Participants also showcased innovations and traditional knowledge aimed at reducing the incidence of food hazards — including processing and preservation techniques used in African fermented foods, as well as the adaptation of non-African methods to lower consumer exposure to dangerous pathogens and contaminants. However, they stressed that these advances will only achieve scale if backed by robust investments, stronger regulatory frameworks, and sustained political will.

One of the most pressing gaps identified is the limited focus on the informal sector, which dominates Africa’s food markets yet often falls outside formal regulatory oversight. Studies shared at the conference revealed that the formal food sector is generally more controlled and monitored than the myriad informal actors — smallholder farmers, market vendors, street food sellers, small processors and aggregators — who feed the majority of African households every day.

Delegates agreed that any credible food safety strategy for Africa must bring the informal sector into the centre of policy design, capacity-building, and enforcement actions. This includes improved stakeholder mapping, awareness campaigns, and the development of evidence-based policies that realistically reflect how food is produced, traded, and consumed in African communities.

Throughout the conference, discussions repeatedly came back to the need for stronger collaboration, smarter partnerships, and more strategic use of limited resources. Researchers, regulators, and private sector leaders highlighted the high cost of food safety research and surveillance and urged governments, development partners, and investors to step up financing to unlock more impactful, data-driven interventions.

Community engagement emerged as a critical lever for change. Delegates emphasized that “Food Safety is Everybody’s Business” and championed the popular slogan: “If you see something, say something.” They advocated for food safety education to extend beyond laboratories, boardrooms, and conference halls into worship centres, marketplaces, schools, and grassroots platforms where behavioural change can truly take root.

The conference also strongly endorsed a One Health approach to food safety, recognising the interconnectedness of human health, animal health, the environment, and food systems. With climate change, urbanisation, and population growth reshaping agricultural and consumption patterns, participants argued that only integrated solutions can safeguard Africa’s food security and health security in the long term.

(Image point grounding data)
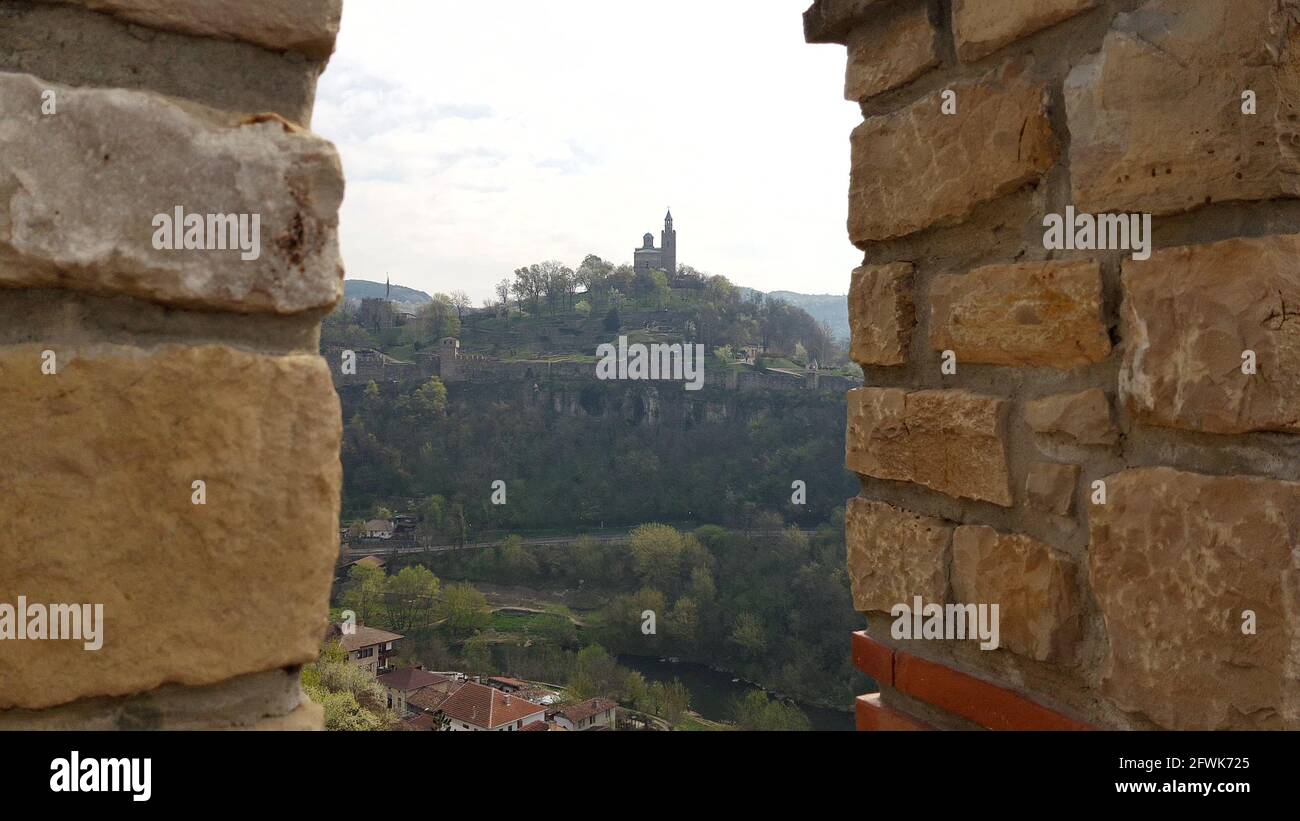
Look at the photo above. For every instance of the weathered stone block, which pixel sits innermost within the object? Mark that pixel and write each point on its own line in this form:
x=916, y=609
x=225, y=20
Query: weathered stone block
x=830, y=21
x=307, y=26
x=918, y=166
x=1083, y=417
x=949, y=441
x=1051, y=487
x=98, y=503
x=81, y=190
x=1156, y=118
x=1175, y=561
x=889, y=53
x=984, y=26
x=1032, y=585
x=1032, y=313
x=241, y=702
x=882, y=315
x=1188, y=316
x=72, y=46
x=895, y=555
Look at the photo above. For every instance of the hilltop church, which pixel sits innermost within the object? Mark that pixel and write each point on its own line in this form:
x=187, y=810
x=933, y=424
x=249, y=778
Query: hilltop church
x=648, y=257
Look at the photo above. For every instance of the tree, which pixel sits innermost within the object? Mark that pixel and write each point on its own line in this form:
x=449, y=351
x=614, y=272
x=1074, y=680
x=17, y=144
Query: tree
x=437, y=320
x=516, y=563
x=364, y=591
x=425, y=403
x=460, y=302
x=503, y=296
x=612, y=322
x=596, y=674
x=658, y=551
x=464, y=609
x=684, y=621
x=754, y=711
x=410, y=596
x=432, y=515
x=479, y=655
x=749, y=634
x=351, y=698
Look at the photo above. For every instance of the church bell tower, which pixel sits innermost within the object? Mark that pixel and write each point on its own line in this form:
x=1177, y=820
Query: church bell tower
x=670, y=247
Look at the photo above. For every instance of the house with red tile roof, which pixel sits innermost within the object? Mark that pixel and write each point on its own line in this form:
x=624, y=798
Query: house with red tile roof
x=476, y=707
x=369, y=648
x=406, y=682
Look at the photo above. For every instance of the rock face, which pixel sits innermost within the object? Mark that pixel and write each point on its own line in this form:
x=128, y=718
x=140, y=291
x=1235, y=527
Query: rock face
x=948, y=441
x=880, y=313
x=1083, y=417
x=1051, y=487
x=984, y=26
x=1175, y=560
x=1034, y=313
x=830, y=21
x=1032, y=585
x=918, y=166
x=70, y=222
x=1191, y=312
x=891, y=55
x=68, y=44
x=895, y=555
x=1156, y=118
x=191, y=594
x=308, y=26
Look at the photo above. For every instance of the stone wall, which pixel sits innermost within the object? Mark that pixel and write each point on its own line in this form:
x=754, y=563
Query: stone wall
x=172, y=433
x=1112, y=452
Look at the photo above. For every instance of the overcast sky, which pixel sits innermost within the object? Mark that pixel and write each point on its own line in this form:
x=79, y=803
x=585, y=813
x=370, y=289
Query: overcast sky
x=481, y=137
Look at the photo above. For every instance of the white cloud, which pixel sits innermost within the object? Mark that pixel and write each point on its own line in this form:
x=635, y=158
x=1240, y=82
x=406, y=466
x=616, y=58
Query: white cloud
x=480, y=137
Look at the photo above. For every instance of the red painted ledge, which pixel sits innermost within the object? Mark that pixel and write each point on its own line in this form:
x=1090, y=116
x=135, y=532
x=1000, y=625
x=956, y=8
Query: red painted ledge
x=973, y=699
x=875, y=717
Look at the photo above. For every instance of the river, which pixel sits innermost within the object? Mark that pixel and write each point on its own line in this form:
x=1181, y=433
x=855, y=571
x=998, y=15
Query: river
x=713, y=693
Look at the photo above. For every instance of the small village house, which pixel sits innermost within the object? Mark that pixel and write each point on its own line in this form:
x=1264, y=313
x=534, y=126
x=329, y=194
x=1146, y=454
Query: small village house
x=589, y=715
x=476, y=707
x=369, y=648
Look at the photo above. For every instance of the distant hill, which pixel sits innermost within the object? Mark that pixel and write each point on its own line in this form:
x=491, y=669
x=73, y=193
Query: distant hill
x=364, y=289
x=830, y=308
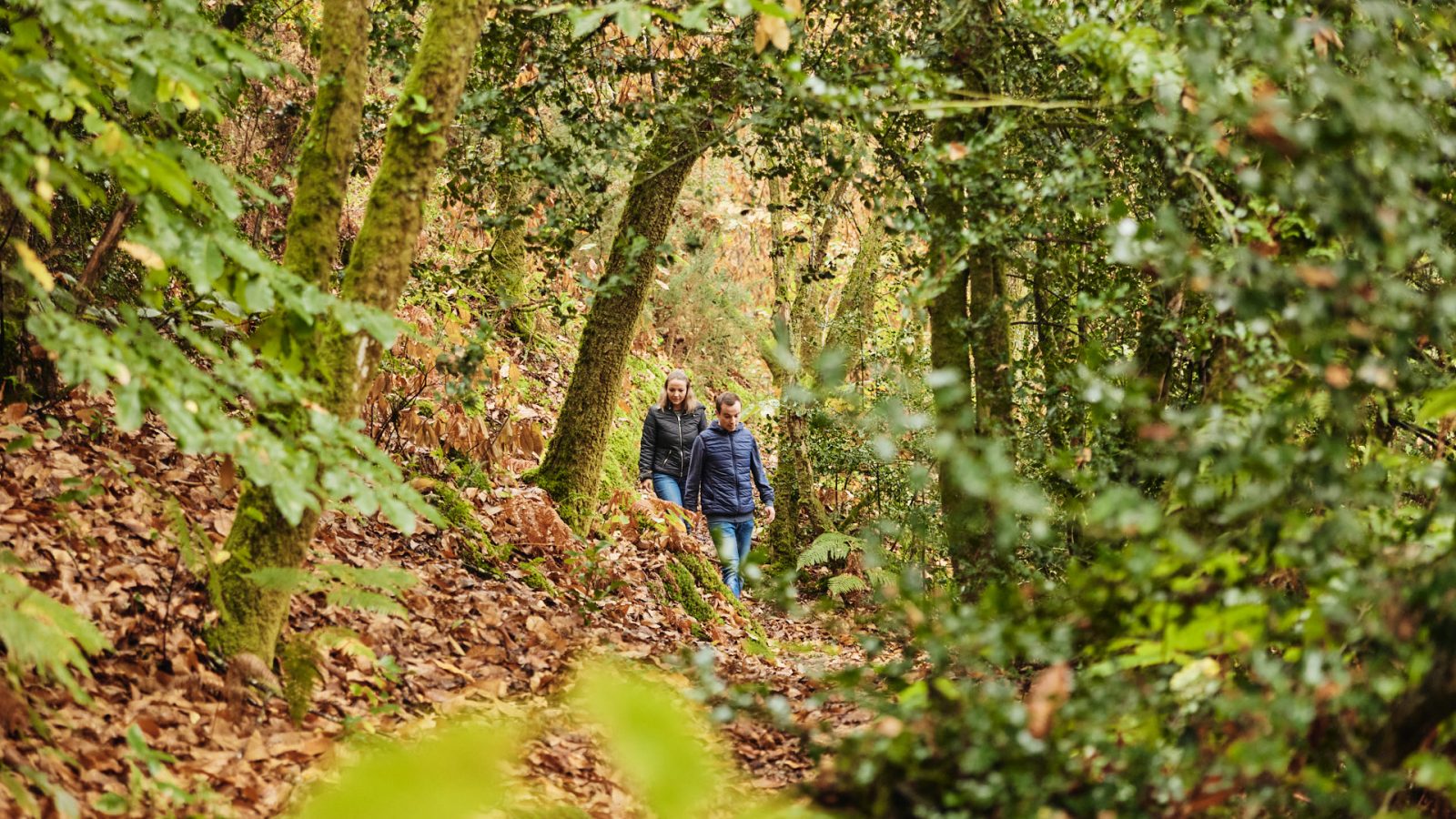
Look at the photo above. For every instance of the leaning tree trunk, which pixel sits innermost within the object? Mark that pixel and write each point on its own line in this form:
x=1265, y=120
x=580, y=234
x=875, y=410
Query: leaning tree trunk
x=378, y=273
x=509, y=273
x=951, y=360
x=849, y=331
x=990, y=344
x=1048, y=350
x=328, y=149
x=571, y=470
x=800, y=511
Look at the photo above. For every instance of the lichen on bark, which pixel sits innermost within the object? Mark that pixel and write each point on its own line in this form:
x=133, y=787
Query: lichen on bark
x=571, y=470
x=379, y=267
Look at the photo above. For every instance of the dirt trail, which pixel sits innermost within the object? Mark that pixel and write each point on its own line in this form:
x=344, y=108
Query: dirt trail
x=98, y=518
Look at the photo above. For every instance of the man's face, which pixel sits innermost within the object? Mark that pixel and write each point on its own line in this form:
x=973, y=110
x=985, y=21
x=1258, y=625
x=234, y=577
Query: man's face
x=728, y=416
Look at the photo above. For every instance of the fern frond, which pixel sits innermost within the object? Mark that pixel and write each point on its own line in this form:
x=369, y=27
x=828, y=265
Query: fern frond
x=41, y=632
x=846, y=583
x=830, y=545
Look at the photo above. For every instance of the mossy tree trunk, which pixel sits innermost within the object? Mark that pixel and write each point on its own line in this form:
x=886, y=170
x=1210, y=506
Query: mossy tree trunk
x=1158, y=336
x=328, y=149
x=571, y=470
x=507, y=276
x=800, y=513
x=378, y=273
x=990, y=344
x=1050, y=351
x=951, y=360
x=849, y=331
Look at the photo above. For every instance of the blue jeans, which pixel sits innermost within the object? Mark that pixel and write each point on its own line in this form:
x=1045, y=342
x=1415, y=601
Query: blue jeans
x=672, y=490
x=733, y=541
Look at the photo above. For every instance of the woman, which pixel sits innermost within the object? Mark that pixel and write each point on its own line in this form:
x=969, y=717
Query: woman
x=669, y=431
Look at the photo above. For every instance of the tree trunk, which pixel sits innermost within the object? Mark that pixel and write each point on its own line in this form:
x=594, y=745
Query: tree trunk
x=951, y=360
x=800, y=513
x=990, y=344
x=849, y=331
x=328, y=150
x=378, y=271
x=1157, y=337
x=109, y=238
x=509, y=271
x=1050, y=353
x=571, y=470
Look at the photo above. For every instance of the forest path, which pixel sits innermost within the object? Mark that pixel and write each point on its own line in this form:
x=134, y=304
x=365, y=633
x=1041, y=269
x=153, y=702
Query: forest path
x=121, y=528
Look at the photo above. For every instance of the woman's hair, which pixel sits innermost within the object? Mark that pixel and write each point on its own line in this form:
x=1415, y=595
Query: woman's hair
x=689, y=401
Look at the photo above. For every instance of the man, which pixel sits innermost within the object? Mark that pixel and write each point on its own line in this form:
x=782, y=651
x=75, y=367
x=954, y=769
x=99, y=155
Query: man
x=723, y=471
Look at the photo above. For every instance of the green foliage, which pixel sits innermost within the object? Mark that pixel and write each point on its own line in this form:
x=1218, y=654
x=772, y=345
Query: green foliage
x=829, y=547
x=682, y=589
x=101, y=98
x=349, y=586
x=41, y=634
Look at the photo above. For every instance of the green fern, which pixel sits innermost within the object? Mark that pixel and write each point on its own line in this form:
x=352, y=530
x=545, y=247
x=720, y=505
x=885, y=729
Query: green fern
x=43, y=634
x=830, y=545
x=846, y=583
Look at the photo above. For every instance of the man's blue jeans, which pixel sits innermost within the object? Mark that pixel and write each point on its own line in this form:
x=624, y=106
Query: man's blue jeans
x=670, y=489
x=733, y=541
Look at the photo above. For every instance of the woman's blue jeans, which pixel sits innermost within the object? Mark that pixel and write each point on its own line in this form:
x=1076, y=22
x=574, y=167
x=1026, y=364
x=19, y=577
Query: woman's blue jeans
x=734, y=541
x=670, y=489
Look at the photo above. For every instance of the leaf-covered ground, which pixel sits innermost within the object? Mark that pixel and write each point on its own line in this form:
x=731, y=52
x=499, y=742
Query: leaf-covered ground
x=109, y=525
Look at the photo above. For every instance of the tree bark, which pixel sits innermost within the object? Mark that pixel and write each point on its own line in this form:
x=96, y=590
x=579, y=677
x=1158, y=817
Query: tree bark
x=1157, y=339
x=800, y=513
x=328, y=149
x=109, y=238
x=509, y=271
x=990, y=344
x=951, y=360
x=379, y=267
x=571, y=470
x=1050, y=353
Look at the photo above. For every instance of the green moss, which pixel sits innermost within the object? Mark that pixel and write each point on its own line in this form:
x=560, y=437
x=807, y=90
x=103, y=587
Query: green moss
x=300, y=673
x=679, y=586
x=536, y=579
x=455, y=509
x=465, y=472
x=710, y=579
x=619, y=467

- Task
Could you proceed with the text on the African food safety conference, picking up right after its last sentence?

- Task answer
In a powerful call to action, delegates urged African governments at national and sub-national levels to mainstream food safety into development plans, investment strategies, and regulatory reforms. They called for greater policy attention to ensure that food safety measures are effectively disseminated and implemented at the grassroots level, especially in rural communities and rapidly growing urban centres.

The communiqué further underscored the importance of transforming complex research outputs into simple, usable knowledge for farmers, traders, processors, and aggregators — the underrepresented frontline actors in Africa’s food system. Translating science into practice, participants stressed, is vital to empowering these groups to adopt safer practices and comply with evolving standards.

Financing was highlighted as a make-or-break factor. Delegates appealed to governments, private sector operators, and development financiers to treat food safety as a strategic investment in human capital, trade competitiveness, and economic resilience — not just a cost centre. They urged the inclusion of food safety in national and corporate investment plans, from laboratory infrastructure and surveillance systems to training programmes, innovation platforms, and youth- and gender-sensitive initiatives.

As the 3rd ACAFP Food Safety Conference drew to a close, the message from Ogere was clear: Africa cannot achieve its aspirations for improved public health, stronger intra-African trade, and sustained economic growth without safe food at the core of its agenda. By scaling up collaboration, embracing innovation, and placing communities at the heart of solutions, delegates affirmed that the continent can turn its food safety challenges into a powerful driver of prosperity and well-being for generations to come.